Reproduce every entry precisely as written.
::::::
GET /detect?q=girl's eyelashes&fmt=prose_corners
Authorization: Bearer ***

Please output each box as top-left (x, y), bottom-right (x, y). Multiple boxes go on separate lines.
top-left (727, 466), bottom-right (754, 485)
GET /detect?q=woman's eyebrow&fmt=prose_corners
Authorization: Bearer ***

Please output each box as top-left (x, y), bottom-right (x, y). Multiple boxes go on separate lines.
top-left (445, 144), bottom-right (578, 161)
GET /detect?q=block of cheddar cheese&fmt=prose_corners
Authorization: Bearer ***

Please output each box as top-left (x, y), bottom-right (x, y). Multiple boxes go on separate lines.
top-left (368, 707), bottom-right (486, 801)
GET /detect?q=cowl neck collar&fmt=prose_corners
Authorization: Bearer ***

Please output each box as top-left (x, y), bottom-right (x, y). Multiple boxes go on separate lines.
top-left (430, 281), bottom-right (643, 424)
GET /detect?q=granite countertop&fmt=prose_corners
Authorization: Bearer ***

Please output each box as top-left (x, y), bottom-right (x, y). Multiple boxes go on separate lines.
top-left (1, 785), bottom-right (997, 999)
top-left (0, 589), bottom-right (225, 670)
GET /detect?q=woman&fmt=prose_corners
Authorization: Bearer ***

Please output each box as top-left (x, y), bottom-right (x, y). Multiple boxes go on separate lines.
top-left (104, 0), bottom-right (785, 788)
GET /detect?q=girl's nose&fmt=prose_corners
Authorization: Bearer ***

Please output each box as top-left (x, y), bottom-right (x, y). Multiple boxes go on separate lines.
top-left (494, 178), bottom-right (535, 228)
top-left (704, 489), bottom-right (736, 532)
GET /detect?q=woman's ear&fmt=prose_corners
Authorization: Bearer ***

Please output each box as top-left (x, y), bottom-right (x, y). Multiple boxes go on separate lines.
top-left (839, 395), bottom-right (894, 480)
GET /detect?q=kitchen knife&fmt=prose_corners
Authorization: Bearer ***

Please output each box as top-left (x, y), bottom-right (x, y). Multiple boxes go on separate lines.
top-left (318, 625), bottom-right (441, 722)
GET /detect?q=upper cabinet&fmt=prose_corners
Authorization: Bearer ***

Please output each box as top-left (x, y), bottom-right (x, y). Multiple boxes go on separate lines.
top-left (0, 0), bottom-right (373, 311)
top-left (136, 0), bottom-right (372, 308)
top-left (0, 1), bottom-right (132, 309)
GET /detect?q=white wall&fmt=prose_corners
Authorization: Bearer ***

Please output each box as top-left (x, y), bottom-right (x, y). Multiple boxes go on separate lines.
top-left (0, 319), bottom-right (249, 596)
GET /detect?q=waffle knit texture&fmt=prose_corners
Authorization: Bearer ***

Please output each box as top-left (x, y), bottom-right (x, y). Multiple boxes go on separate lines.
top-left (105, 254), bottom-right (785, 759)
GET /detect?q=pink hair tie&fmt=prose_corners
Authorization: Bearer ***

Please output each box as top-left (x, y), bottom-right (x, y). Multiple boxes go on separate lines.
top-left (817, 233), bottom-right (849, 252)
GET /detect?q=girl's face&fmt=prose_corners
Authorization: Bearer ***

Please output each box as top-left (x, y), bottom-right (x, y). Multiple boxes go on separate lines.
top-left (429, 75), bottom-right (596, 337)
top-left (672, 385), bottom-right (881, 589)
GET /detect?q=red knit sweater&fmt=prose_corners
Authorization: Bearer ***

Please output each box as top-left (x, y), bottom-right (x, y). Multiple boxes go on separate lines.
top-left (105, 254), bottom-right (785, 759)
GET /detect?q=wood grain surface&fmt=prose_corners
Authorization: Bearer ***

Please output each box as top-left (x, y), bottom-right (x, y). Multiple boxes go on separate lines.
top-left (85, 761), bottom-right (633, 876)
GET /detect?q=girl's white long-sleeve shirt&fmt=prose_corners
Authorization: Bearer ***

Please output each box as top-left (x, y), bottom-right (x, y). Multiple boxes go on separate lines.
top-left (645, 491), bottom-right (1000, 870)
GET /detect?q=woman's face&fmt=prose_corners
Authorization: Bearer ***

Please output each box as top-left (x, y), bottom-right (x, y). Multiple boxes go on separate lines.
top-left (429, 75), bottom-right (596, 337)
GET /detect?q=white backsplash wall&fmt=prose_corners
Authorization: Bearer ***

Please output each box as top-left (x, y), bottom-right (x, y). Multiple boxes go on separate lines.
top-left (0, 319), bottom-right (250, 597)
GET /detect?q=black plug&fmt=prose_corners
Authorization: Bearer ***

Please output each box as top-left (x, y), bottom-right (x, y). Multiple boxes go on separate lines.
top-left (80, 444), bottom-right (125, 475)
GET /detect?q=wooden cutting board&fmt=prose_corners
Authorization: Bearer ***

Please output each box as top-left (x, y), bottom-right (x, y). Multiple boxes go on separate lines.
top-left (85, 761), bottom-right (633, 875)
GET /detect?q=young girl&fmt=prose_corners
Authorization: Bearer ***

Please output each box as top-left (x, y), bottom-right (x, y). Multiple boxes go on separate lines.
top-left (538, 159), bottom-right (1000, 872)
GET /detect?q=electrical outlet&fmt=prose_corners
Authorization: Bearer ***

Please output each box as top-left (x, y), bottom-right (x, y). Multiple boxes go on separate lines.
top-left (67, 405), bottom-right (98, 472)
::::::
#### Completed exercise
GET /detect?q=girl's eyelashes&fmt=prose_corners
Authorization: Bearer ***

Please output each box as top-left (x, y), bottom-right (x, y). Multiple boxes go on separate lines.
top-left (727, 466), bottom-right (754, 485)
GET /detect?q=woman's eyebrow&fmt=prose_corners
Authorization: Bearer ***

Please output each box as top-left (x, y), bottom-right (x, y). Multiple boxes go on separate lines.
top-left (445, 144), bottom-right (578, 161)
GET /detect?q=block of cheddar cheese&fmt=prose_corners
Authorization: Bearer ***

Please output each box as top-left (x, y), bottom-right (x, y). Multiple boxes go on separate lines.
top-left (368, 707), bottom-right (486, 801)
GET /detect?q=cowl neck collar&fmt=prose_corners
Authorization: Bearer ***

Please output each box as top-left (x, y), bottom-right (x, y). Multiple boxes go on separate lines.
top-left (430, 281), bottom-right (643, 424)
GET /detect?q=granite countertop&fmt=prose_corners
Authorization: Bearer ***

Please output each box as top-left (x, y), bottom-right (x, y). Multiple boxes go on separate lines.
top-left (1, 785), bottom-right (997, 999)
top-left (0, 589), bottom-right (225, 670)
GET /detect?q=woman&fmt=prose_corners
Authorization: Bearer ***

Please output each box as top-left (x, y), bottom-right (x, y). Multiple boxes go on separate lines.
top-left (104, 0), bottom-right (785, 788)
GET /detect?q=girl's nose&fmt=prose_corners
Authorization: Bearer ***

Please output each box as top-left (x, y), bottom-right (x, y). Multiple boxes go on separate lines.
top-left (494, 178), bottom-right (535, 228)
top-left (704, 489), bottom-right (736, 532)
GET /detect?q=woman's ear&fmt=prose_corners
Authorization: Bearer ***

Please output each box as top-left (x, y), bottom-right (x, y). Multiple boxes go on separate lines.
top-left (839, 395), bottom-right (894, 480)
GET /detect?q=kitchen knife&fmt=prose_corners
Authorization: Bearer ***

Please output each box as top-left (x, y), bottom-right (x, y). Multiple boxes go on separate lines.
top-left (318, 625), bottom-right (441, 722)
GET /detect?q=upper cabinet&fmt=prose_corners
Authorization: Bearer ***

Please output each box as top-left (x, y), bottom-right (x, y). Multiple boxes go on separate lines.
top-left (0, 0), bottom-right (373, 311)
top-left (136, 0), bottom-right (372, 308)
top-left (0, 1), bottom-right (132, 309)
GET /detect?q=white wall&fmt=prose_corners
Authorization: Bearer ***

Please output each box as top-left (x, y), bottom-right (x, y). Multiple boxes go on separate lines.
top-left (0, 319), bottom-right (249, 596)
GET /detect?q=waffle knit texture&fmt=prose_corners
Authorization: Bearer ***

Please output each box as top-left (x, y), bottom-right (x, y). Multiple boxes go on separate lines.
top-left (105, 254), bottom-right (785, 759)
GET /detect?q=pink hair tie&fmt=prose_corners
Authorization: Bearer ***

Please output each box as top-left (x, y), bottom-right (x, y). Multiple boxes go on separate lines.
top-left (817, 233), bottom-right (849, 252)
GET /detect?q=girl's face&fmt=prose_corners
Authorization: Bearer ***

Please output each box as top-left (x, y), bottom-right (x, y). Multiple boxes go on separate lines.
top-left (429, 75), bottom-right (596, 337)
top-left (672, 385), bottom-right (881, 589)
GET /detect?q=red knit sweater&fmt=prose_corners
Authorization: Bearer ***

Please output each box as top-left (x, y), bottom-right (x, y). Multiple boxes go on separate lines.
top-left (105, 254), bottom-right (785, 759)
GET /detect?q=wood grain surface&fmt=prose_corners
Authorization: Bearer ***

Please output each box as top-left (x, y), bottom-right (x, y). Multiple boxes go on separate lines.
top-left (85, 761), bottom-right (633, 876)
GET /detect?q=girl's white long-sleeve shirt&fmt=prose_corners
Authorization: Bearer ***

Please output each box as top-left (x, y), bottom-right (x, y). Multiple boxes go on separate lines.
top-left (645, 491), bottom-right (1000, 870)
GET /detect?q=woman's face&fmt=prose_corners
Authorization: Bearer ***

Please output each box as top-left (x, y), bottom-right (x, y). Multiple boxes go on separate lines.
top-left (429, 75), bottom-right (596, 337)
GET /detect?q=white backsplash wall&fmt=prose_corners
Authorization: Bearer ***

Please output each box as top-left (x, y), bottom-right (x, y). Multiple boxes go on separate lines.
top-left (0, 319), bottom-right (250, 597)
GET /detect?q=black plug&fmt=prose_corners
Authorization: Bearer ***

Please output each box as top-left (x, y), bottom-right (x, y). Multiple boxes go on separate lines.
top-left (80, 444), bottom-right (125, 475)
GET /detect?q=wooden cutting board&fmt=prose_corners
Authorization: Bearer ***

Please output each box as top-left (x, y), bottom-right (x, y). Multiple boxes go on separate lines.
top-left (85, 761), bottom-right (633, 875)
GET /detect?q=young girl&fmt=prose_corners
Authorization: Bearer ***

Please output each box as top-left (x, y), bottom-right (x, y). Multiple boxes go on separate lines.
top-left (538, 159), bottom-right (1000, 872)
GET /detect?q=electrical outlet&fmt=prose_corners
Authorization: Bearer ***

Please output each box as top-left (x, y), bottom-right (x, y). Multiple boxes go on separate lines.
top-left (67, 405), bottom-right (98, 472)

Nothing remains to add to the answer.